Judge Won’t Order SEC to ID Porn-Viewing Workers

     DENVER (CN) – A federal judge ruled that the Security and Exchange Commission does not have to identify those of its workers who were found in a government report to have spent their workdays looking at pornographic websites.

     Steese, Evans & Frankel PC – with offices in Denver and Washington, D.C. – filed a request under the Freedom of Information Act for detailed information on 24 SEC employees and seven contract workers found to have looked at sexually explicit websites between 2005 and March 16 of this year.
     In response to Steese Evans’s request, the SEC released the same information it previously released to the Washington Times. The names and titles of those the SEC investigated were not included in the releases.
     U.S. District Judge Christine Arguello said the firm’s request “would be a clearly unwarranted invasion” under an FOIA exemption that prohibits disclosure of private personnel and medical information.
     The SEC argued that the complaint filed by the firm for more information sought materials never requested under the original FOIA, including the SEC offices in which the employees worked, the amount of time the employees spent looking at pornographic websites, and the names of the contractors companies whose employees were involved.
     Arguello agreed with the SEC, finding that a great deal of information on the misconduct, including 16 reports from Office of Inspector General, has already been released to the public.
     “The reports were redacted to withhold identifying information, yet in some instances, provide the office location in which the investigation took place,” the ruling states. “The SEC has further disclosed the grade level, supervisory level, and discipline suggested and imposed for each of the employees, as well as informed plaintiff that the violations were ‘spread across several offices of the agency.'”
     One of the 31 employees intervened anonymously as a defendant.
     “Moreover, one employee has testified that, should his identity become known, he would be subject to ‘severe personal and professional harm including embarrassment and disgrace, … possible loss of my current job [and] future employment opportunities’ and ‘certain, immediate and severe’ harm to his family,” the ruling states.
     Arguello wrote that “the sexual nature of the misconduct reinforces the need to protect the privacy interests of these individuals.”
     “The court, therefore, agrees with the SEC and Doe that the disclosure of the individuals’ names will do little, if anything, to further the public understanding of what the SEC ‘is up to,'” the ruling states.

◆ ◆ ◆ ◆

■ **Task to carry out**
Transcribe everything in the court ruling article from "U.S. District Judge" down to "and medical information.", keeping every word and punctuation mark. The records that follow are separate from the court ruling article.

Items listed in a dataset
◆ ◆ ◆ ◆

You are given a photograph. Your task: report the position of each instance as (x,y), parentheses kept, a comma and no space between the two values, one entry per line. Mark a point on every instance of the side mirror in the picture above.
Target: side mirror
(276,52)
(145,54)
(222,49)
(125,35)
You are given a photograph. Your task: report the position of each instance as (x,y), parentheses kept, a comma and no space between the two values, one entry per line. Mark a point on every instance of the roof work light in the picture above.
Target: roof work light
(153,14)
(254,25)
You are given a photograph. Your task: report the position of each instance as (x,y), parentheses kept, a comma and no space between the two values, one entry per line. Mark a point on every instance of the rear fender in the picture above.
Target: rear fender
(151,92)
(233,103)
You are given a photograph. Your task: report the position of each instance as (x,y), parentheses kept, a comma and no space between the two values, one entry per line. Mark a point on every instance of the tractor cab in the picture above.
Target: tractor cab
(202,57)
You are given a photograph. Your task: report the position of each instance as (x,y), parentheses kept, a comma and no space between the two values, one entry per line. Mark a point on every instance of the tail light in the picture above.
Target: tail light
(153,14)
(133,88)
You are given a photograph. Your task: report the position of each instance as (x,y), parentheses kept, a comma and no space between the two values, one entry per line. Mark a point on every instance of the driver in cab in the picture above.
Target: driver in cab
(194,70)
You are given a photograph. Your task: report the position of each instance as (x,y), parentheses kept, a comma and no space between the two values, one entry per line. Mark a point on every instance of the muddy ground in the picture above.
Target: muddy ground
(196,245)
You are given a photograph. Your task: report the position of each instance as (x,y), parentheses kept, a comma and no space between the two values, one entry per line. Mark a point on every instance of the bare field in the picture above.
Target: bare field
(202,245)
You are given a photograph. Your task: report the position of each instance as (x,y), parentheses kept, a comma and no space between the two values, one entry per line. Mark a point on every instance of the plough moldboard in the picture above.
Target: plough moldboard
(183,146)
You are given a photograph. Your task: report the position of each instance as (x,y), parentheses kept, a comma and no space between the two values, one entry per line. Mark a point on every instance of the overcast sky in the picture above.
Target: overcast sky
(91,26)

◆ ◆ ◆ ◆

■ **Finished exercise**
U.S. District Judge Christine Arguello said the firm’s request “would be a clearly unwarranted invasion” under an FOIA exemption that prohibits disclosure of private personnel and medical information.